--- Exercise ---
The entries below need to be written out exactly, with no pictures included.

— START OF Supplied material —

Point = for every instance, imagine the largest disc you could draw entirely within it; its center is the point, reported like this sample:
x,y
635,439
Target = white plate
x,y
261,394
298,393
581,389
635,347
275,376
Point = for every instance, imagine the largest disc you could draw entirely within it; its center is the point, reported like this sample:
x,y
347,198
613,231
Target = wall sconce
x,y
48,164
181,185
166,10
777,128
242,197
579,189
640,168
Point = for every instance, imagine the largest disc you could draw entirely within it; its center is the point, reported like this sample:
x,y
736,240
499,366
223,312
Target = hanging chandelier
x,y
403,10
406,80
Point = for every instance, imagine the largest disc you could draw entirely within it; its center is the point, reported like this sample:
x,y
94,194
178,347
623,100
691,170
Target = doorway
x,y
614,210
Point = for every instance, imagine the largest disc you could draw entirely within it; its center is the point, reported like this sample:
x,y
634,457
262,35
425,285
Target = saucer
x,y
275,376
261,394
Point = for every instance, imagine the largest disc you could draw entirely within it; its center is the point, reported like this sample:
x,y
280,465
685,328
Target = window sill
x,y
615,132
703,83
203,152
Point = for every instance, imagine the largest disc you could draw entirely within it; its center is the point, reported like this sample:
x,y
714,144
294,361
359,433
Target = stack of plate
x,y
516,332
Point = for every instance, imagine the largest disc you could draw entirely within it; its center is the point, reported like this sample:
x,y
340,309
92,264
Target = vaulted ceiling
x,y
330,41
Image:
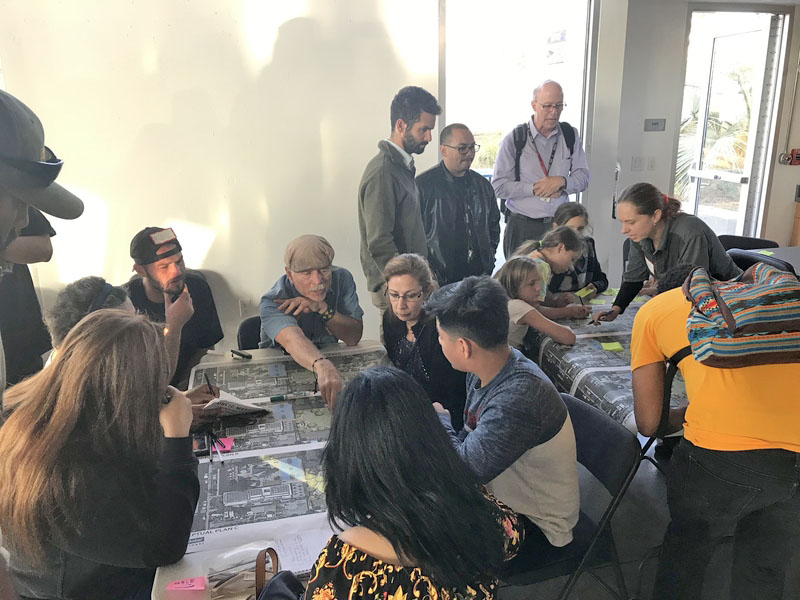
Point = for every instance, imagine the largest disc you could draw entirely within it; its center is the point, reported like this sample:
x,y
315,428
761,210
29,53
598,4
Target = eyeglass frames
x,y
464,150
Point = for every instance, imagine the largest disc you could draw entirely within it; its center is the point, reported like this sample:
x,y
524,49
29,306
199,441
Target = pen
x,y
208,383
291,396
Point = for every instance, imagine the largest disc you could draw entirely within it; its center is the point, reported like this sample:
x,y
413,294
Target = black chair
x,y
745,259
249,334
745,243
611,454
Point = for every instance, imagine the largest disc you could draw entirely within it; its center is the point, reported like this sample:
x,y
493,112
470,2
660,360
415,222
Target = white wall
x,y
246,123
242,124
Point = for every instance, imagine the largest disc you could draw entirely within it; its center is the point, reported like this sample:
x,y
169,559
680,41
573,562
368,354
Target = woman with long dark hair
x,y
662,236
411,339
415,521
98,483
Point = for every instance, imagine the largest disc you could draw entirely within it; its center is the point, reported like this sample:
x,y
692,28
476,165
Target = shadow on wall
x,y
189,135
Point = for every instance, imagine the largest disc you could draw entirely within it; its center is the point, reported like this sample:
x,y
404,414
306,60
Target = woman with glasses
x,y
415,523
98,483
411,339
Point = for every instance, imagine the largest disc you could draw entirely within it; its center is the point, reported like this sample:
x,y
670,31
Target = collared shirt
x,y
519,194
341,297
686,240
409,160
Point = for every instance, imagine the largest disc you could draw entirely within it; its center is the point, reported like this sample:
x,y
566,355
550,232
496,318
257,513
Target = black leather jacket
x,y
462,223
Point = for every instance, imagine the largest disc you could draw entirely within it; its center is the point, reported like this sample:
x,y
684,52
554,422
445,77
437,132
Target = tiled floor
x,y
638,526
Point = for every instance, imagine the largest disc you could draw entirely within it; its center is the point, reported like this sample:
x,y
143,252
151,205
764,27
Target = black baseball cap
x,y
28,168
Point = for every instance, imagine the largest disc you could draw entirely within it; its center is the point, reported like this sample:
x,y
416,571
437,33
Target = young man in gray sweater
x,y
389,218
517,436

— END OF Supplied material —

--- Task answer ---
Point = for every instance, imagine the largest disc you could draw entirely within it; its center is the point, reported like this sample:
x,y
635,439
Target = white plate
x,y
261,394
298,393
581,389
635,347
275,376
Point = for every instance, imagine the largest disc you could draw entirely within it; its center is the point, reported like this sample:
x,y
347,198
613,231
Target = wall sconce
x,y
48,164
181,185
166,10
777,128
242,197
579,189
640,168
Point = for every instance, imagine the largest disc you could draw entirely within it; its center is the point, reported like this sample:
x,y
736,240
499,366
223,312
Target = hanging chandelier
x,y
403,10
406,80
Point = for every instance, imagine the largest disc you could draw entirely within it; its center is the point, reported like this sample:
x,y
94,194
178,347
623,100
691,170
Target = doorway
x,y
614,210
Point = for every instance, imagine the largest disc you could draw entirely within it; its center is the point, reported like this sample:
x,y
634,457
262,35
425,285
Target = saucer
x,y
275,376
261,394
Point = for every instance, imagine the largest disc you could draw entirely within it; its center is the point, reported like this sample:
x,y
280,465
685,328
Target = window sill
x,y
615,132
703,83
203,152
Point = for every instance, imagine the largest disc you could draw entirely within it; its center is the point, reported like this sample:
x,y
714,144
294,361
359,433
Target = stack of plate
x,y
516,332
Point = for every instance, imagine the largest disc you could draw entirely within it; its center is the point, reported like this sample:
x,y
340,309
92,264
Target = vaulted ceiling
x,y
330,41
Image:
Point = for every instance, imagine the largest disc you could draw entirely within it; its center is the point, reported like this sample:
x,y
315,428
761,210
29,53
598,4
Target = eyeglass frames
x,y
464,150
Point = for every instance, imagine the largest disc you could draw entirely within it; its center is the point, reported like this sample:
x,y
524,49
29,306
199,441
Target = pen
x,y
208,383
291,396
Point = for every instance, imagine the largest disc you could draw entirely within it; its center is the point, reported like this sample:
x,y
413,294
Target = black chair
x,y
745,259
249,334
745,243
611,454
Point = for every instance, imagine the largest disc you could draw entirely within it; its center is the point, reported like this sample:
x,y
493,112
470,2
660,360
415,222
Target = white wall
x,y
246,123
242,124
Point = for every instance, imagine the largest disc you could draw entirely within it; its center is the point, reported like this sample:
x,y
169,559
680,41
573,562
368,354
Target = woman with long dark hair
x,y
662,236
411,339
415,521
98,483
Point = for every instance, imagine the largest disc you could draw entirely within it; its center is the point, reported like this sample:
x,y
692,28
476,165
Target = shadow on wall
x,y
189,135
Point = for every instance, imagine the largest disc you could draw entirely within it; its center is the point, reported like this sample:
x,y
404,414
306,60
Target = woman with glasses
x,y
415,523
98,483
411,339
Point = for every instance, imagine the largest disc you could draw entirely within it; its center is the point, reported like this sample:
x,y
670,31
Target = collared shirt
x,y
519,194
341,297
686,240
409,160
Point = for every instance, imagine the largest disc you could draw entirely within it; its center is the point, reported like this sample:
x,y
566,355
550,232
496,318
257,513
Target = black leather jacket
x,y
462,223
Point = for every instance, imagine the largest disc you could draw entirely within it; its center is the point, reported like this sample:
x,y
684,52
554,422
445,77
437,132
Target = tiled floor
x,y
638,526
Point = for every instance, imagine the largest disc you could draw entirely within it; its center is the point, reported like this sample:
x,y
143,252
151,205
764,27
Target = black baseball cap
x,y
28,168
Point = for every instance, imagine the largest disc you could draw entirely within it; its center is the point, reported like this sample:
x,y
416,571
437,33
Target = young man in gray sweater
x,y
389,218
517,436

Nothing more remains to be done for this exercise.